[Data section — start]

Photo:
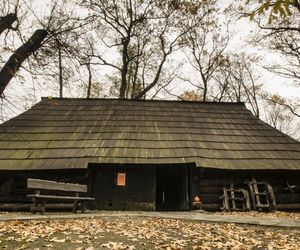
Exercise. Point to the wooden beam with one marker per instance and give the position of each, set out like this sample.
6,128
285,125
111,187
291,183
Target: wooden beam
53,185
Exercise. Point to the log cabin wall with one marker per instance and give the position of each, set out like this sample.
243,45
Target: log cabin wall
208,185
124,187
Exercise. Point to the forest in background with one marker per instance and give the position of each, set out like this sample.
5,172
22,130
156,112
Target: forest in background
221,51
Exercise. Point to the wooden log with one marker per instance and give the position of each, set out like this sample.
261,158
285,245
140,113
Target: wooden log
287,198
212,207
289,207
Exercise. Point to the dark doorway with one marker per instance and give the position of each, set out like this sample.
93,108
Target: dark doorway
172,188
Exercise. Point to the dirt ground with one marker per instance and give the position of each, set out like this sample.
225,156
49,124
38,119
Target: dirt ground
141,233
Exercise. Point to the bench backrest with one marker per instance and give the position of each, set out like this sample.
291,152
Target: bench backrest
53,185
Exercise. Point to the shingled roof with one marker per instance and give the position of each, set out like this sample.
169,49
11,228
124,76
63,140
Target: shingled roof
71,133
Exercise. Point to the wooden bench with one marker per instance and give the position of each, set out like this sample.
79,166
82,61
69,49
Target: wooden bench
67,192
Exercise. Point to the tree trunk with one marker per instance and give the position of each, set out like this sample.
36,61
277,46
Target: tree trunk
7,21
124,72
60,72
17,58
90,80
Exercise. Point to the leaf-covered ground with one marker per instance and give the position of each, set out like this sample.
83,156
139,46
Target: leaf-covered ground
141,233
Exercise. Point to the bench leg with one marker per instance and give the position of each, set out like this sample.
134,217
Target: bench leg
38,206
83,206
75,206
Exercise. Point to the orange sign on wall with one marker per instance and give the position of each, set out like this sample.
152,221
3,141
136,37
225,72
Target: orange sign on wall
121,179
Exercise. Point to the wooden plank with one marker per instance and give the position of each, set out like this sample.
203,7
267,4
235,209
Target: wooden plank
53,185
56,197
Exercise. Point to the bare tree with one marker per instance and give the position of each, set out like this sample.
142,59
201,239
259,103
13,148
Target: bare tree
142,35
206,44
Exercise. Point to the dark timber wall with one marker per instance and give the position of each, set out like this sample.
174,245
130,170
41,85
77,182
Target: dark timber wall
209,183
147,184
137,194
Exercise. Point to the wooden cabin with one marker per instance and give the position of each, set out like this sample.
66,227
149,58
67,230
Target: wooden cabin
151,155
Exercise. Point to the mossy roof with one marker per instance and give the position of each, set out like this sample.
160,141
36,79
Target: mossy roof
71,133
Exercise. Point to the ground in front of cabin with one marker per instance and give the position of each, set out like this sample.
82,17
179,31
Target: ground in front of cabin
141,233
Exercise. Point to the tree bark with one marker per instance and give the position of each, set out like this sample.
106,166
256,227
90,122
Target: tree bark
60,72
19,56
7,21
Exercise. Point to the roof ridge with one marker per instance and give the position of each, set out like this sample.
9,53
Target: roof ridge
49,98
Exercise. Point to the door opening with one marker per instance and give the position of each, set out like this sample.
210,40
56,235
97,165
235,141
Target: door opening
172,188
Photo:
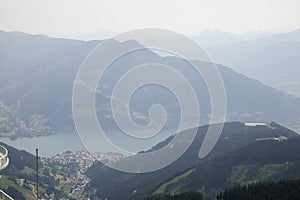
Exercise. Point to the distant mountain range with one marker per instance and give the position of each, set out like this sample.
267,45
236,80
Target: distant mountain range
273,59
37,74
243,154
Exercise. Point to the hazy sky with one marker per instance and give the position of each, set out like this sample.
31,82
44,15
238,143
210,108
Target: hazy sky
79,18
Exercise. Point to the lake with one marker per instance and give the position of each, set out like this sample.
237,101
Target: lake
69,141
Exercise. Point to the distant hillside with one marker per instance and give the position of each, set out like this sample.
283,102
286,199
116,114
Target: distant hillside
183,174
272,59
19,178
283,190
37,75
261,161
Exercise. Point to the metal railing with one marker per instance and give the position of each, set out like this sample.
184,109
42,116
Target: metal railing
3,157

[Data section — finish]

• **Task brief**: Each entry gets copied exactly; the pictures stay out.

• **Answer space**:
Photo:
Exercise. Point to the wooden beam with one marker per instance and give the position of each, set out like this sample.
6,128
285,125
111,187
291,183
Target: wooden beam
53,185
Exercise. Point to the log cabin wall with one marker per instance and give the position of each, set out like this sample.
243,45
Target: log cabin wall
208,185
124,187
Exercise. Point to the forest in background with one marker per instance and give the position of each, set out like this sample.
5,172
22,130
156,112
Target: forest in background
221,51
Exercise. Point to the wooden log with one marker per instance and give the position of each, set out like this sample.
261,158
285,245
140,113
Target: wooden log
287,198
212,207
289,207
Exercise. Point to the dark doorway with one marker per instance and give the position of each, set out like this sample.
93,108
Target: dark doorway
172,188
Exercise. Point to the dirt ground with one marker per instance and give the position of each, set out like this sample.
225,156
49,124
38,119
Target: dirt ground
141,233
Exercise. Point to the bench backrest with one marker per instance and give the position of each, set out like this sample.
291,152
Target: bench backrest
53,185
Exercise. Point to the shingled roof with one marker per instance and give the position of each, set out like this sample.
169,49
11,228
124,76
63,140
Target: shingled roof
71,133
Exercise. Point to the wooden bench with one marker per instance and give the position of each, set out like this sample.
79,166
82,61
69,49
Target: wooden bench
67,192
Exercise. Point to the tree trunk with one marker per instance and give the position of each, set out like this sample.
36,61
277,46
Target: tree trunk
7,21
124,72
60,72
17,58
90,80
Exercise. Point to the leaf-covered ground with one marker per instance and give the position of each, set out like this sample.
83,156
139,46
Target: leaf-covered ground
141,233
Exercise. Point to the bench leg with one marker per instance and give the position of each, set out like this sample.
134,217
Target: bench leg
38,206
83,206
75,206
Exercise. Point to the orange sign on wall with one marker per instance and give the position of each, set out like this sample.
152,221
3,141
136,37
225,72
Target: orange sign on wall
121,179
Exercise. Point to the wooden plank with one marker per instance and give the position of each, set out like this sample.
203,7
267,4
235,209
Target: wooden plank
53,185
56,197
Exercise. Point to the bare tree with one marker per instance and give the position of each, set out like this sample.
142,59
201,239
259,103
13,148
Target: bare tree
142,35
206,44
Exercise. Point to the dark timber wall with one marker per instance and give the position of each, set out like this sample.
174,245
130,170
41,85
77,182
Target: dark timber wall
209,183
147,184
137,194
Exercise. Point to the wooden cabin with one marker per instance and give the position of each, set out like this sample.
66,227
149,58
67,230
Target: wooden cabin
151,155
Exercise. Point to the mossy roof with one marker per instance and give the position of each, set out like this sample.
160,141
36,79
Target: mossy roof
71,133
Exercise. Point to the ground in front of cabin with one marker per instance and give the position of each, set out like this sample.
82,17
179,31
Target: ground in front of cabin
141,233
Exercise. Point to the tree bark with one marker per instance and give the position of each, set out like this sample.
106,166
256,227
90,122
Target: tree bark
60,72
19,56
7,21
Exercise. Point to the roof ridge with one marker per instance and give the position of each, set out like this sample.
9,53
Target: roof ridge
49,98
Exercise. Point to the door opening with one marker per instance and give the position of each, set out like this sample.
210,40
56,235
97,165
235,141
Target: door opening
172,188
Photo:
Exercise. Point to the distant mountain range with one marker per instance and give the position of each, set out like this sample.
267,45
236,80
Target: distant mountain range
273,59
37,74
243,154
Exercise. Point to the hazy sky with one marker per instance and give the position of each, set out like this sample.
31,82
44,15
238,143
210,108
Target: hazy sky
79,18
Exercise. Point to the lake with one marker per instance and give the position of each, set out like this sample.
237,101
Target: lake
69,141
Exercise. Point to the distant hillside with one marker per instance and give the position of each, set out like this sample.
283,102
286,199
116,114
Target: distant hillside
183,174
272,59
19,178
283,190
37,75
261,161
Exercise. Point to the metal railing with one marker per instance and give the position of each, set out like this sample.
184,109
42,116
Target: metal railing
3,157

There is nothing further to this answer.